[Records from a collection]
- - - -
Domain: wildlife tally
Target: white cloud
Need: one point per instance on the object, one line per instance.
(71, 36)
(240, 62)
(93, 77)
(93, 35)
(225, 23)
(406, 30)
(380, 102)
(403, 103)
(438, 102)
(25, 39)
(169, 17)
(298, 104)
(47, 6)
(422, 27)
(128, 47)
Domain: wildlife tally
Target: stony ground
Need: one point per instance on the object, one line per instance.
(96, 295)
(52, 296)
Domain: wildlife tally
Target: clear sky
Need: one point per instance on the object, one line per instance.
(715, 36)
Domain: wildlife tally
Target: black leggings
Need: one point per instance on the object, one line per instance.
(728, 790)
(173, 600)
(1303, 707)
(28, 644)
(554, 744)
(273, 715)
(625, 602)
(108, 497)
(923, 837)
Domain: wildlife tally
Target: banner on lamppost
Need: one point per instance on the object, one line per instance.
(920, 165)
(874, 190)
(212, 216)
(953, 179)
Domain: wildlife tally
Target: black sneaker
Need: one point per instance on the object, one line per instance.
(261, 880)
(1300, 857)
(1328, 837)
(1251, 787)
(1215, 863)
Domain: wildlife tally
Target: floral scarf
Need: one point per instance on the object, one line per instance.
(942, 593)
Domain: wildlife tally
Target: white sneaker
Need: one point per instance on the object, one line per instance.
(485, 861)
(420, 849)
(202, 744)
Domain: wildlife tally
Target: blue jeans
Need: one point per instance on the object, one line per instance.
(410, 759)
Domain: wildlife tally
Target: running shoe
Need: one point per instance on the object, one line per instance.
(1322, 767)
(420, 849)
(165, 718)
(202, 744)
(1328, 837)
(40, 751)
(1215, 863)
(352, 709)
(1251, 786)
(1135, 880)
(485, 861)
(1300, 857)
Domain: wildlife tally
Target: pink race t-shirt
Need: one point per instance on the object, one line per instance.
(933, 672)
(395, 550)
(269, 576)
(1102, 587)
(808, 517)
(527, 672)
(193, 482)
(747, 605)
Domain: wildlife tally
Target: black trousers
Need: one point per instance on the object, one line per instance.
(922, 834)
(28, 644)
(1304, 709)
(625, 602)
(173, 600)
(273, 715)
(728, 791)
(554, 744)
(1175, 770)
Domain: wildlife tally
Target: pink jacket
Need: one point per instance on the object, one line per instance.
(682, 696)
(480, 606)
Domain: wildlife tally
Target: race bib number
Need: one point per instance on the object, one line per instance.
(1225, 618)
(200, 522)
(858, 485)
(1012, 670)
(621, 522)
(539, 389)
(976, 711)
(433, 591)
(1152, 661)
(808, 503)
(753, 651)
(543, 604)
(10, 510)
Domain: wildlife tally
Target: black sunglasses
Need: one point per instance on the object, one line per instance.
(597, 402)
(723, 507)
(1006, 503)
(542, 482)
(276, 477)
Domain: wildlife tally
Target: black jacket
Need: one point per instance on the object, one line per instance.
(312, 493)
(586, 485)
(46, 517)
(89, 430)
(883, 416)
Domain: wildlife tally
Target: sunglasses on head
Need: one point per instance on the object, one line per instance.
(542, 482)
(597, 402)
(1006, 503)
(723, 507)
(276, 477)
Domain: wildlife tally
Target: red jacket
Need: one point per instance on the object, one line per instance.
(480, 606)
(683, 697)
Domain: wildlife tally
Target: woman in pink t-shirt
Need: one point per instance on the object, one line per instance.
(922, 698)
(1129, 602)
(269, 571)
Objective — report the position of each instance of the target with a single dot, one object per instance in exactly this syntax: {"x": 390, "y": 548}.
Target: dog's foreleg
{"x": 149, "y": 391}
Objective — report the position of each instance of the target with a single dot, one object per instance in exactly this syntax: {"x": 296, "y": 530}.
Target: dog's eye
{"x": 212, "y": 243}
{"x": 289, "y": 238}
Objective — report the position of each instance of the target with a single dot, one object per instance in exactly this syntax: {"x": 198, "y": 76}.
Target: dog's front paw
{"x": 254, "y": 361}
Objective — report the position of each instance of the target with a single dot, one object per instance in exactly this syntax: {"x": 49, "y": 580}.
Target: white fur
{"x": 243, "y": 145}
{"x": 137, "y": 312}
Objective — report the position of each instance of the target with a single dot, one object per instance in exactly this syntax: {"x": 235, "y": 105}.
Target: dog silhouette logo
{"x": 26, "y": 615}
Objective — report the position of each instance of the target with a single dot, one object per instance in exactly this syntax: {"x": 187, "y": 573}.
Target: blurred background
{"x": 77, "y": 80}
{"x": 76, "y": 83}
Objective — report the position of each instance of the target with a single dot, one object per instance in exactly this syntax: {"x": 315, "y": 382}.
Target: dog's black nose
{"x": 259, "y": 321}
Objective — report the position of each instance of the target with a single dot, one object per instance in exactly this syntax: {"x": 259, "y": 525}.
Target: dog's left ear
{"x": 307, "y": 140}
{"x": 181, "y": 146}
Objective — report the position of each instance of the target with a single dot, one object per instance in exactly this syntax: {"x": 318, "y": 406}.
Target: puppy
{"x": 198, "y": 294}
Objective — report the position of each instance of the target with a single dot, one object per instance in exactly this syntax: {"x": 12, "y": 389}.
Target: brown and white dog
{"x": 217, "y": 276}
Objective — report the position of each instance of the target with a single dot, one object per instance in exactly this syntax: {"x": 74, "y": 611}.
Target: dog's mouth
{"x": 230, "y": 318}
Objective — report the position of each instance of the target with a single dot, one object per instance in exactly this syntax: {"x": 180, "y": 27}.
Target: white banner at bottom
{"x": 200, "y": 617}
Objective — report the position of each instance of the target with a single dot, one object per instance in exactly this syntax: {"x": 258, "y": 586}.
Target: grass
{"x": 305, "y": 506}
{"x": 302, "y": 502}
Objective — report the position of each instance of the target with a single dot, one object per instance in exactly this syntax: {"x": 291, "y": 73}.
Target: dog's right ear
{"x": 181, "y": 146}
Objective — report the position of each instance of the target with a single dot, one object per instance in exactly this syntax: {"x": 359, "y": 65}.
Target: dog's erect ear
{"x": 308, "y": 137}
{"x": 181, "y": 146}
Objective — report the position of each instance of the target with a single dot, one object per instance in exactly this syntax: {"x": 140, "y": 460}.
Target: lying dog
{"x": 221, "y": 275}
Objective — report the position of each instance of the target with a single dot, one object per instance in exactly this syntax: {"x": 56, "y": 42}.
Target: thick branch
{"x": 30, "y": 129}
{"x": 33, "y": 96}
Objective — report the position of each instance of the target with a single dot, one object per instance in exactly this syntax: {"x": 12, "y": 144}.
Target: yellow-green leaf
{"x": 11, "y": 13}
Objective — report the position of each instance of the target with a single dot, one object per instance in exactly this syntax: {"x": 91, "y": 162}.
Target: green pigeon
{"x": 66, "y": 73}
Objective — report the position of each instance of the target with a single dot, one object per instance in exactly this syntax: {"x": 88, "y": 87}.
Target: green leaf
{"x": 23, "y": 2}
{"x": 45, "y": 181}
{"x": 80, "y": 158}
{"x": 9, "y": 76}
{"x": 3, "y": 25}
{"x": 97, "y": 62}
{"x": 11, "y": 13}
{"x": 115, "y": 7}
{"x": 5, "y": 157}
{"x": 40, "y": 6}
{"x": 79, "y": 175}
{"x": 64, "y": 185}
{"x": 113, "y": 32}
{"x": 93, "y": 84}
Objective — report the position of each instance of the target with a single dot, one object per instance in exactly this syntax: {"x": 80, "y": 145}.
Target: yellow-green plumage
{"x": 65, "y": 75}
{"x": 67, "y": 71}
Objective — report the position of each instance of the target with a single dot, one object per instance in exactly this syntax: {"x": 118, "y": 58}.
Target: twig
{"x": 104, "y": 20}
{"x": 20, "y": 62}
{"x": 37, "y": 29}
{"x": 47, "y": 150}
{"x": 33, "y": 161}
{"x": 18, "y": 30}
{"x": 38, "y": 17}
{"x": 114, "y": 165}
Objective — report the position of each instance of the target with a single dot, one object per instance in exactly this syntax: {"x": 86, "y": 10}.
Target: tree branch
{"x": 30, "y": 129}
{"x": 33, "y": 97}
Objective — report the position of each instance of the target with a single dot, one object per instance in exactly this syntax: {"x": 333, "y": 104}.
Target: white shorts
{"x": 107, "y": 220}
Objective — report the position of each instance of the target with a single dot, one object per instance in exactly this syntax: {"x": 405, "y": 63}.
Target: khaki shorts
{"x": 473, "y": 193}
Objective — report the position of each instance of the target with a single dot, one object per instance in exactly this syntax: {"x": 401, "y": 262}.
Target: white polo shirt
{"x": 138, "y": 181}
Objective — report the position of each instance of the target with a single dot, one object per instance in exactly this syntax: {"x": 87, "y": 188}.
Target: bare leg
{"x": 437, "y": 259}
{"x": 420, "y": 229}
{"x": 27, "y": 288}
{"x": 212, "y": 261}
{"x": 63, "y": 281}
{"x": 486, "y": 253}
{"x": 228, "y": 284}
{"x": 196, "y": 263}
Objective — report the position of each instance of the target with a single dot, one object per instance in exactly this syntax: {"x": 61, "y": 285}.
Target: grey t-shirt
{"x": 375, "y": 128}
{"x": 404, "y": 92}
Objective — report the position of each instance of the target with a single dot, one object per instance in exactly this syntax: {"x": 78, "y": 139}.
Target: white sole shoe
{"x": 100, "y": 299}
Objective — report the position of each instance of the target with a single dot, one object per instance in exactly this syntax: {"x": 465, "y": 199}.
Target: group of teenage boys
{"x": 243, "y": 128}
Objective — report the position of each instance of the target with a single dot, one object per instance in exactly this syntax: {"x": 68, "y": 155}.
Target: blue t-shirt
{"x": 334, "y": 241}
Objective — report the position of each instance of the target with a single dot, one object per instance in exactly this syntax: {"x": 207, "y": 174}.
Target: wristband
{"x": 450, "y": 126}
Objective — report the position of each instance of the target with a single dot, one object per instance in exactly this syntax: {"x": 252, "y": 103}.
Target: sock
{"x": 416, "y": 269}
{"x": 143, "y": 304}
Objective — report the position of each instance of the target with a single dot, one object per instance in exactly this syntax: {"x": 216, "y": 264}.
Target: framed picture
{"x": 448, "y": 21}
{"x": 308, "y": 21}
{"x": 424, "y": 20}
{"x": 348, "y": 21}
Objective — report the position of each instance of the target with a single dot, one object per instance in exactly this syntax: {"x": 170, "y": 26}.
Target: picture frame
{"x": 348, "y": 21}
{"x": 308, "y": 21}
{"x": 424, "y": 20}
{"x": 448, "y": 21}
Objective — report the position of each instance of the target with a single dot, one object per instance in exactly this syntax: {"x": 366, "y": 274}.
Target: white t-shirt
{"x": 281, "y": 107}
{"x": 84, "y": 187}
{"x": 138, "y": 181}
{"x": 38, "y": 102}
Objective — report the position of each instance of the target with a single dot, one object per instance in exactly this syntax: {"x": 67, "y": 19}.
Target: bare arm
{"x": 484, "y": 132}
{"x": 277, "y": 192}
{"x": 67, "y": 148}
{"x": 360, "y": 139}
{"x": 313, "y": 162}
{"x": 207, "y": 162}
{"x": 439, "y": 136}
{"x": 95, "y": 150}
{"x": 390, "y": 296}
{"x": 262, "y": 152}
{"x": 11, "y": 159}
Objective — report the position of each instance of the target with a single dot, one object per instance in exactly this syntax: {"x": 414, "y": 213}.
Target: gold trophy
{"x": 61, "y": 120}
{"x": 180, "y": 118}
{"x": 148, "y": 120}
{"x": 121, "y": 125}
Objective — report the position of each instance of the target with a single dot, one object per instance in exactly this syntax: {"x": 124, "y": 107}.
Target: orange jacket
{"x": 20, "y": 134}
- - - -
- Problem requirements -
Look through the records for the string "sunglasses". Copy every line that has it.

- Completed task -
Target: black sunglasses
Target: sunglasses on head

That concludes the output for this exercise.